**Quoted passage:**
%%

This may be caused by the Chinese characters in the label. Any ideas?

Morganh · November 2, 2021, 2:16am

How did you generate the character file?

Diluk · November 2, 2021, 2:28am

I generate the character file by keyboard input, the format refers to "tlt-experiments/lprnet/preprocess_openalpr_benchmark.py"

Morganh · November 2, 2021, 2:58am

Which docker did you run? Please share
tlt info --verbose
or
tao info --verbose

More, please share your training spec and character file as well.

Diluk · November 2, 2021, 3:08am

root@IDC_GPU_Server-1:~# tao info --verbose
Configuration of the TAO Toolkit Instance

dockers:
        nvidia/tao/tao-toolkit-tf:
                docker_registry: nvcr.io
                docker_tag: v3.21.08-py3
                tasks:
                        1. augment
                        2. bpnet
                        3. classification
                        4. detectnet_v2
                        5. dssd
                        6. emotionnet
                        7. faster_rcnn
                        8. fpenet
                        9. gazenet
                        10. gesturenet
                        11. heartratenet
                        12. lprnet
                        13. mask_rcnn
                        14. multitask_classification
                        15. retinanet
                        16. ssd
                        17. unet
                        18. yolo_v3
                        19. yolo_v4
                        20. converter
        nvidia/tao/tao-toolkit-pyt:
                docker_registry: nvcr.io
                docker_tag: v3.21.08-py3
                tasks:
                        1. speech_to_text
                        2. speech_to_text_citrinet
                        3. text_classification
                        4. question_answering
                        5. token_classification
                        6. intent_slot_classification
                        7. punctuation_and_capitalization
        nvidia/tao/tao-toolkit-lm:
                docker_registry: nvcr.io
                docker_tag: v3.21.08-py3
                tasks:
                        1. n_gram
format_version: 1.0
toolkit_version: 3.21.08
published_date: 08/17/2021

tutorial_spec.txt

random_seed: 42
lpr_config {
  hidden_units: 512
  max_label_length: 8
  arch: "baseline"

%%

(Segmentation dataset excerpts)

%%

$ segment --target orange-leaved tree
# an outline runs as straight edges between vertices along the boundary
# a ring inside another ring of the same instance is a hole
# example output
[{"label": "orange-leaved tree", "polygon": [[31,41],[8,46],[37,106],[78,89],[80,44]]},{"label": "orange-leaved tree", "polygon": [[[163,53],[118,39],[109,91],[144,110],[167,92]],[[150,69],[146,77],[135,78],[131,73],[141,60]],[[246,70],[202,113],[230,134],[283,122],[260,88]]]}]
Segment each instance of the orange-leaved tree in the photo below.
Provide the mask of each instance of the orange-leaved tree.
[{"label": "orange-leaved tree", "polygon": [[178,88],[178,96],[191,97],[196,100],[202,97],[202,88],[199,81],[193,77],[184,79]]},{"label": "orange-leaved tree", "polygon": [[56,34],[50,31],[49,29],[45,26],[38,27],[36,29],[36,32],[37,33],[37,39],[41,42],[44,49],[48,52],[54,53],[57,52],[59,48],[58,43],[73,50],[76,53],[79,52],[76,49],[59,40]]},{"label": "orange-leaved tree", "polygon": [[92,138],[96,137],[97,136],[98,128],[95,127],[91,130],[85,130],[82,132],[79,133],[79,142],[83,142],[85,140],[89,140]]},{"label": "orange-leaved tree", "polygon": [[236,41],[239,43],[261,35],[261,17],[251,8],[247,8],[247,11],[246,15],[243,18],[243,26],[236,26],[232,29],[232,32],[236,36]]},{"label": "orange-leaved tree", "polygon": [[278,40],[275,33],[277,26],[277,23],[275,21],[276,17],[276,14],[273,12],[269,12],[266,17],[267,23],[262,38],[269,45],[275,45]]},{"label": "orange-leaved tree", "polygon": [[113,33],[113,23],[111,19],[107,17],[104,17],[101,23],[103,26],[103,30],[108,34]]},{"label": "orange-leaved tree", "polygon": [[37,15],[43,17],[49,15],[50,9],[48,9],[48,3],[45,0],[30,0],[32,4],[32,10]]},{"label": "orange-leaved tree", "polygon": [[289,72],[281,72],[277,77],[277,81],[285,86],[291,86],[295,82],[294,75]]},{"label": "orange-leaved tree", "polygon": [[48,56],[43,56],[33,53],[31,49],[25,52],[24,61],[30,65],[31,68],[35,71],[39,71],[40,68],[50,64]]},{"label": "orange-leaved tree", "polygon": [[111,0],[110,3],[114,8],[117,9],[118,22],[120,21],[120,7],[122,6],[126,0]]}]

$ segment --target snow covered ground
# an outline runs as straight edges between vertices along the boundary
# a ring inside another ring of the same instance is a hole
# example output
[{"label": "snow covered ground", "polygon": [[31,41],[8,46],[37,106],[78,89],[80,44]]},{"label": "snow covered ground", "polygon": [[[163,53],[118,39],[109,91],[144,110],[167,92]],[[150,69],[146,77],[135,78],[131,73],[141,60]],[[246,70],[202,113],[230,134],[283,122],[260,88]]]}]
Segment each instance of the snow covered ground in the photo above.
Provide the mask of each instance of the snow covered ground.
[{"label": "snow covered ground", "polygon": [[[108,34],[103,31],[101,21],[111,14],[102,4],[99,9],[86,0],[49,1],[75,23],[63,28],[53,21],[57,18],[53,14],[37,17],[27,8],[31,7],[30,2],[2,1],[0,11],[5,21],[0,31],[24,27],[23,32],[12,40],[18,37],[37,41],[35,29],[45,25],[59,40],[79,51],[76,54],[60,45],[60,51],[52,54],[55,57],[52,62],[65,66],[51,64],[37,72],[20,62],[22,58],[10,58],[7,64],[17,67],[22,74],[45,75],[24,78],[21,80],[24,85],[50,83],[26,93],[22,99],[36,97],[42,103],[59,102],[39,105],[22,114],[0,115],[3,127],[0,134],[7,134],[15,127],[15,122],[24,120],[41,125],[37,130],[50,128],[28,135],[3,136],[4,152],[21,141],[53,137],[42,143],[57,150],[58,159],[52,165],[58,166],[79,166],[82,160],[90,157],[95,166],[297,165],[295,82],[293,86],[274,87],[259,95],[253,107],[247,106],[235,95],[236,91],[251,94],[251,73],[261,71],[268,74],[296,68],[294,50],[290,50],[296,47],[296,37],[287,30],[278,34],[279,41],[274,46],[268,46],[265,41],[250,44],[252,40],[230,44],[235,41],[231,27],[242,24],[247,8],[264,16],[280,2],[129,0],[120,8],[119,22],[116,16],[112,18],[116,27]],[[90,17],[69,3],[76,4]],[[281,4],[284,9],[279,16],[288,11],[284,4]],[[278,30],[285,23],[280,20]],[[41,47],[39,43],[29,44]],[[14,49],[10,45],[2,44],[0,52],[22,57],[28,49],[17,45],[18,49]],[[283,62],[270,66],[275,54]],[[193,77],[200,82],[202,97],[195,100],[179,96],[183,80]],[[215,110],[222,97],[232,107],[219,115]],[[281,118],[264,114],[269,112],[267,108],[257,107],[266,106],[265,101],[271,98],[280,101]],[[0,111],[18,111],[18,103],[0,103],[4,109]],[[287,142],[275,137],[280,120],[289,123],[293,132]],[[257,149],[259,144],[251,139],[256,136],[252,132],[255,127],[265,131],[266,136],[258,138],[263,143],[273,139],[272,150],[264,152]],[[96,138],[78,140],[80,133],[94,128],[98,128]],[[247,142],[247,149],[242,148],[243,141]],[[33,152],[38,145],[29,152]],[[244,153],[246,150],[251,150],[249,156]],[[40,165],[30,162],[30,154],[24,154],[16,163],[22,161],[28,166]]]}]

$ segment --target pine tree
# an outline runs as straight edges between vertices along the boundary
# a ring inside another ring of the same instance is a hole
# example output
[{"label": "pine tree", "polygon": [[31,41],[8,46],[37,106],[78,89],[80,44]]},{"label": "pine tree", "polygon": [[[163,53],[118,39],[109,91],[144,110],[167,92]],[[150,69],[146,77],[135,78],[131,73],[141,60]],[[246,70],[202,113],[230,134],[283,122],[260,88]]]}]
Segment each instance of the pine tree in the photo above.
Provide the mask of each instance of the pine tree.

%%

**Jobs:**
1 – Copy everything in the forum thread from "I generate the" down to "file as well.", renaming every "character file" as "alphabet file".
2 – Transcribe the listing exactly, from its very first line down to and including the line that contains "Provide the mask of each instance of the orange-leaved".
The forum thread and the listing are unrelated to each other.

**Task results:**
1 –
I generate the alphabet file by keyboard input, the format refers to "tlt-experiments/lprnet/preprocess_openalpr_benchmark.py"

Morganh · November 2, 2021, 2:58am

Which docker did you run? Please share
tlt info --verbose
or
tao info --verbose

More, please share your training spec and alphabet file as well.

2 –
$ segment --target orange-leaved tree
# an outline runs as straight edges between vertices along the boundary
# a ring inside another ring of the same instance is a hole
# example output
[{"label": "orange-leaved tree", "polygon": [[31,41],[8,46],[37,106],[78,89],[80,44]]},{"label": "orange-leaved tree", "polygon": [[[163,53],[118,39],[109,91],[144,110],[167,92]],[[150,69],[146,77],[135,78],[131,73],[141,60]],[[246,70],[202,113],[230,134],[283,122],[260,88]]]}]
Segment each instance of the orange-leaved tree in the photo below.
Provide the mask of each instance of the orange-leaved tree.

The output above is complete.